### Provided text
Early signals from the Trump administration suggest it may move away from the Biden administration’s regulatory focus on the impact of artificial intelligence (AI) and automated decision-making technology on consumers and workers. This federal policy shift could result in an uptick in state-based AI regulation.
Quick Hits
- On January 23, 2025, President Trump signed an executive order to develop an action plan to enhance AI technology’s growth while reviewing and potentially rescinding prior policies to regulate its use.
- The Trump administration is reversing Biden-era guidance on AI and emphasizing the need for minimal barriers to foster innovation and U.S. leadership in artificial intelligence.
- The administration is working closely with tech leaders and has tapped a tech investor and former executive as the newly created White House AI & Crypto Czar to guide policy development in the AI sector.
- State legislators may step in to fill the regulatory gap.
As part of a flurry of executive action during President Donald Trump’s first week of his second term in office, the president rescinded a Biden-era executive order (EO) issued on October 30, 2023, titled the “Safe, Secure, and Trustworthy Development and Use of Artificial Intelligence,” which sought to create safeguards for the “responsible development and use of AI.”
Further, on January 23, 2025, President Trump took action to shape the development of AI technology, signing EO 14179, “Removing Barriers to American Leadership in Artificial Intelligence.” The order states, “It is the policy of the United States to sustain and enhance America’s global AI dominance in order to promote human flourishing, economic competitiveness, and national security.”
AI Executive Order
President Trump’s EO 14179 directs that, within 180 days, “relevant” agencies create an “action plan to achieve” the EO’s AI policy. That plan is to be developed by the “Assistant to the President for Science and Technology (APST), the Special Advisor for AI and Crypto, and the Assistant to the President for National Security Affairs (APNSA), in coordination with the Assistant to the President for Economic Policy, the Assistant to the President for Domestic Policy, the Director of the Office of Management and Budget (OMB Director), and the heads of such executive departments and agencies (agencies) as the APST and APNSA deem relevant.”

### Directive
Extend the article on the Trump administration's AI executive order, beginning right after its final paragraph.

### Raw data
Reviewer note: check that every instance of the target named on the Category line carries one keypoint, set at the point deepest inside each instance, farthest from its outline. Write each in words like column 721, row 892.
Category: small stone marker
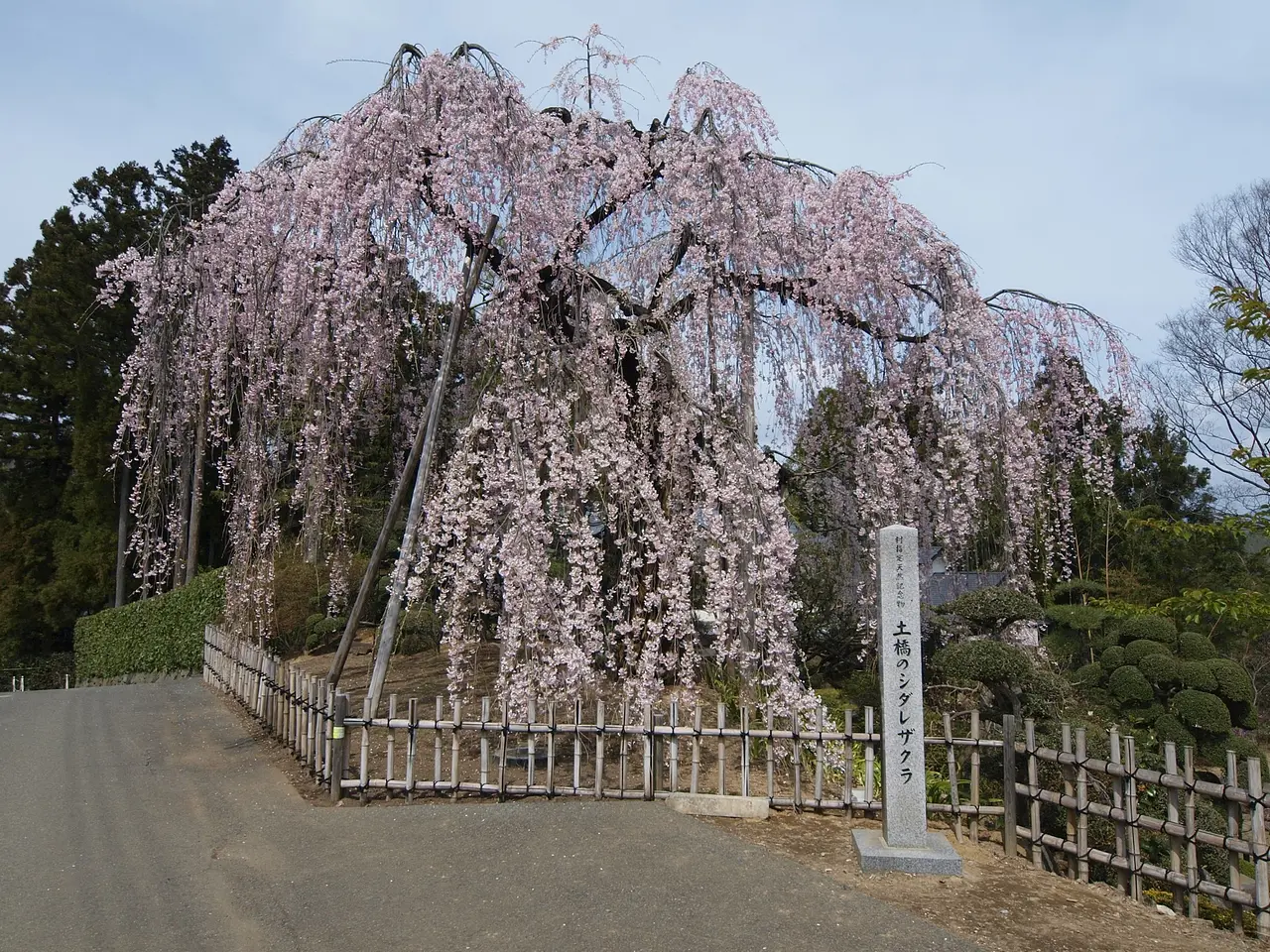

### Result of this exercise
The order also mandates that these heads of agencies immediately review all policies, directives, regulations, and other actions taken under President Biden’s now-revoked EO 14110 to identify any actions inconsistent with the EO’s policy objectives. The EO states that inconsistent actions will be suspended, revised, or rescinded as appropriate to ensure that federal guidelines and regulations do not impede the nation’s role as an AI leader.
The EO directs the OMB Director, in coordination with the APST, to revise two specific OMB memoranda “as necessary to make them consistent” with the president’s new AI policy:
- OMB Memorandum M-24-10, “Advancing Governance, Innovation, and Risk Management for Agency Use of Artificial Intelligence,” issued in March 2024, which directed the Board of Governors of the Federal Reserve System to submit a biennial AI compliance plan to OMB.
- OMB Memorandum M-24-18, “Advancing the Responsible Acquisition of Artificial Intelligence in Government,” issued in October 2024.
Shifting AI Policy
The Biden administration sought to create safeguards for the development of AI technology and its impact on labor markets, potential displacement of workers, and the use of AI and automated decision-making tools to make employment decisions and evaluate worker performance.
In November 2024, the U.S. Department of Labor (DOL) issued guidance on AI, detailing principles and best practices for employers in using AI in the workplace. That guidance built on prior guidance published by the DOL’s Wage and Hour Division and Office of Federal Contract Compliance Programs. Also, in 2022 and 2023, the U.S. Equal Employment Opportunity Commission (EEOC) issued guidance on employers’ use of AI tools and the potential for discrimination. As of the date of publication of this article, the EEOC’s former AI guidance has been removed from its website.
However, in a fact sheet published on January 23, 2025, the Trump administration stated that the “Biden AI Executive Order established unnecessarily burdensome requirements for companies developing and deploying AI that would stifle private sector innovation and threaten American technological leadership.” According to the fact sheet, the “development of AI systems must be free from ideological bias or engineered social agendas.”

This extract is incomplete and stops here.